### Exercises to complete
1) According to the news article, which original equipment manufacturer is the first to adopt Intel's new AI-enhanced software-defined vehicle SoC?
2) Reproduce the news article word for word from "Intel also announced" up to and including "its automotive products.".

### Quoted passage
———

Intel buys Silicon Mobility alongside automotive chiplet push

Business news |
By Nick Flaherty



Intel is to acquire Silicon Mobility, a Swedish fabless silicon and software company that specializes in SoCs for intelligent electric vehicle (EV) energy management.

Intel also announced a commitment to deliver the industry’s first open UCIe-based chiplet platform for SDVs. Intel will work with imec to ensure the packaging technologies for automotive and aims to be the first automotive supplier to support the integration of third-party chiplets into its automotive products.

The company also launched a family of AI-enhanced software-defined vehicle system-on-chips (SoCs), with Zeekr as the first original equipment manufacturer (OEM) to adopt the new SoC to deliver its generative AI-driven living room experiences to next-generation vehicles. The chips tap into Intel’s AI PC roadmap to enable the most desirable in-vehicle AI use cases, such as driver and passenger monitoring.

“Intel is taking a ‘whole vehicle’ approach to solving the industry’s biggest challenges. Driving innovative AI solutions across the vehicle platform will help the industry navigate the transformation to EVs,” said Jack Weast, vice president and general manager of Intel Automotive. “The acquisition of Silicon Mobility aligns with our sustainability goals while addressing a critical energy management need for the industry.”

Intel SoCs are used in more than 50 million vehicles, powering infotainment, displays, digital instrument clusters and more. Tomorrow, Intel’s expanded AI-enhanced “whole vehicle” roadmap will move the industry toward a more scalable, software-defined and sustainable future.

Silicon Mobility’s technology portfolio will extend Intel’s reach in the vehicle beyond high-performance compute into intelligent and programmable power devices. The acquisition is subject to necessary approvals.

The new family of AI-enhanced SDV SoCs address a critical industry need for power and performance scalability. A demo at CES 2024 in Las Vegas showed 12 advanced workloads – including generative AI, e-mirrors, high-definition video conference calling and PC games – running concurrently across multiple operating systems, including mixed critical use cases.

———

### Record list
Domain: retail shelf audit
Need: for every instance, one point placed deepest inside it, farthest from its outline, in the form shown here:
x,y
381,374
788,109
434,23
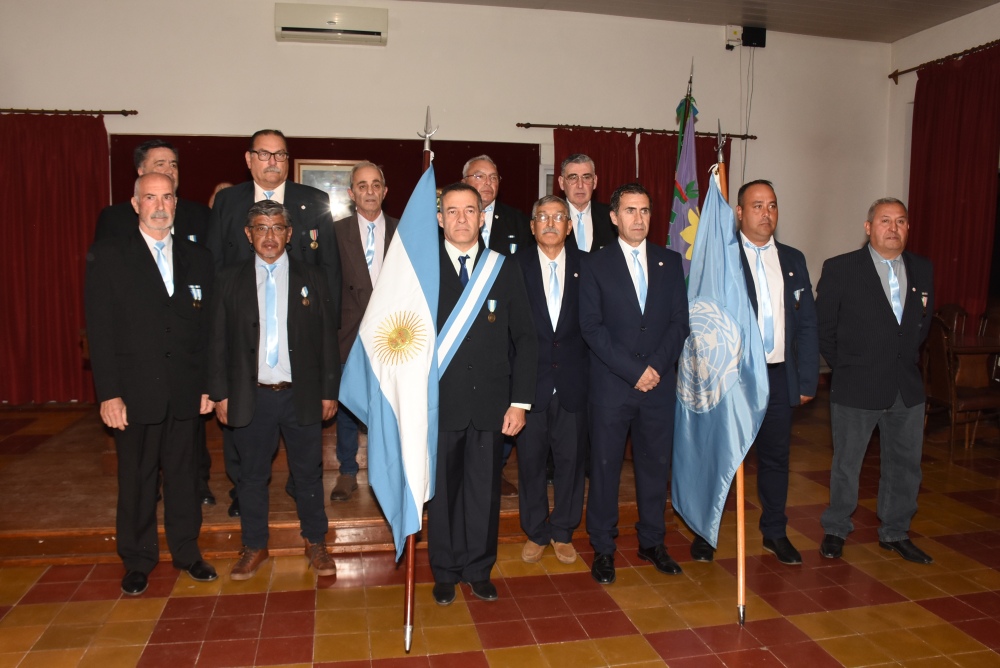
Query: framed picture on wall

———

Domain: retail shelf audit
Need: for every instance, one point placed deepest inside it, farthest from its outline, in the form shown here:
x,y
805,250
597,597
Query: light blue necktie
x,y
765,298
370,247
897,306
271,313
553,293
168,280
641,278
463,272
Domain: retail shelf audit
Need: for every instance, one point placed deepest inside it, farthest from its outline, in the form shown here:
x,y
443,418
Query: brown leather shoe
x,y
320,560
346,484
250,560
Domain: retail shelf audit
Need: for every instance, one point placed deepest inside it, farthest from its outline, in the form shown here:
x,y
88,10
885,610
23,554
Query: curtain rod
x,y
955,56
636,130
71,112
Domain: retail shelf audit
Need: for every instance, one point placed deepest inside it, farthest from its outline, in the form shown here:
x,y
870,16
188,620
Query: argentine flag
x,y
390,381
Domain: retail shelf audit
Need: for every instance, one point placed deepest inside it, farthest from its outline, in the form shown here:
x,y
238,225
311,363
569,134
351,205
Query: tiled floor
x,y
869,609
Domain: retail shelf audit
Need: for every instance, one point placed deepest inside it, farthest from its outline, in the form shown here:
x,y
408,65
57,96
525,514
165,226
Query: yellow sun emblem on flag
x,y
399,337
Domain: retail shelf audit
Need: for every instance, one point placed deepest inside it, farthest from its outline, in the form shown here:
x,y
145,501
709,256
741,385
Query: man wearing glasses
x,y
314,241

———

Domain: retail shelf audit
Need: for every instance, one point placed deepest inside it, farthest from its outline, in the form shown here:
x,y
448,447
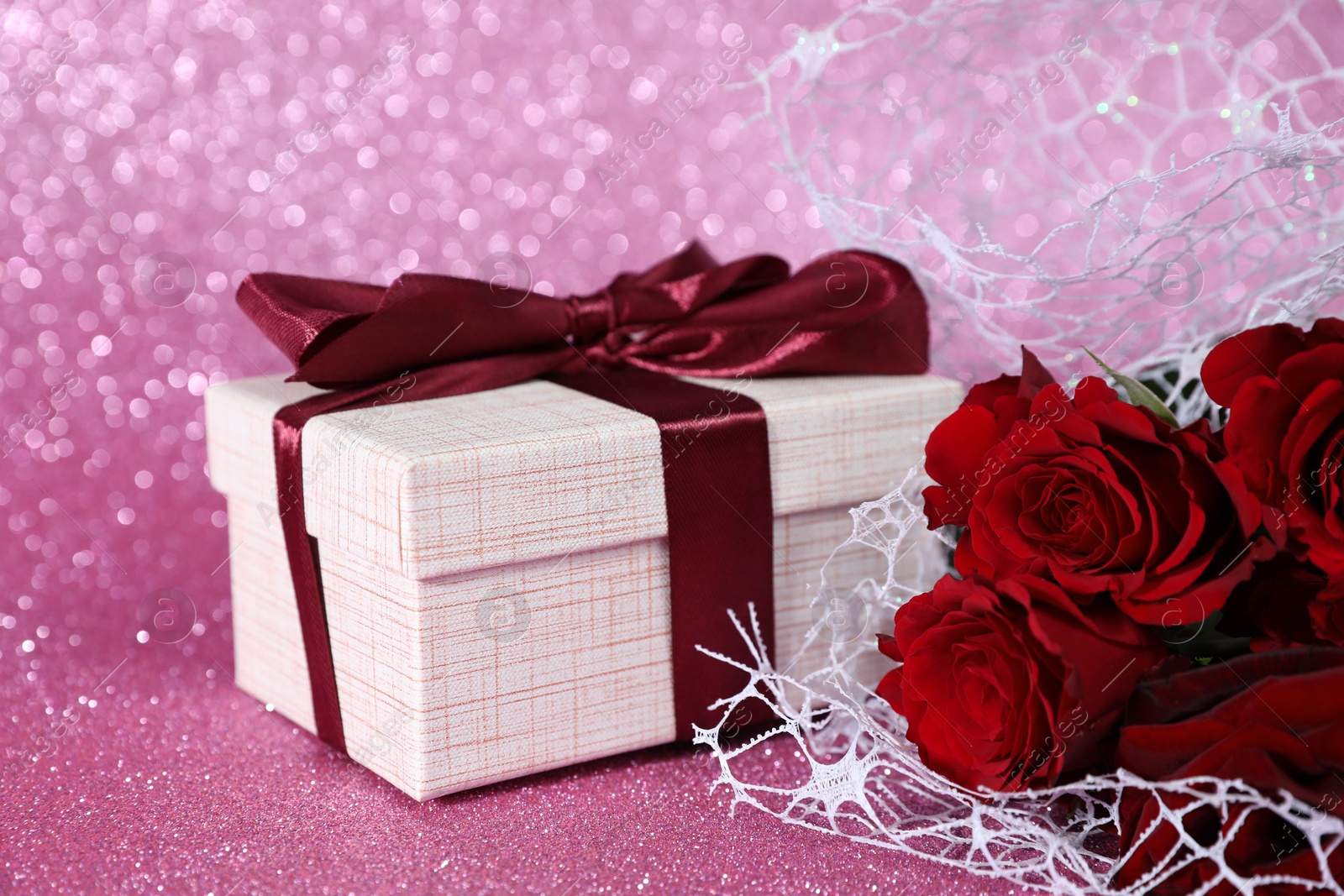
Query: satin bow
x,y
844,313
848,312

———

### Outputs in order
1) Zeekr

2)
Intel also announced a commitment to deliver the industry’s first open UCIe-based chiplet platform for SDVs. Intel will work with imec to ensure the packaging technologies for automotive and aims to be the first automotive supplier to support the integration of third-party chiplets into its automotive products.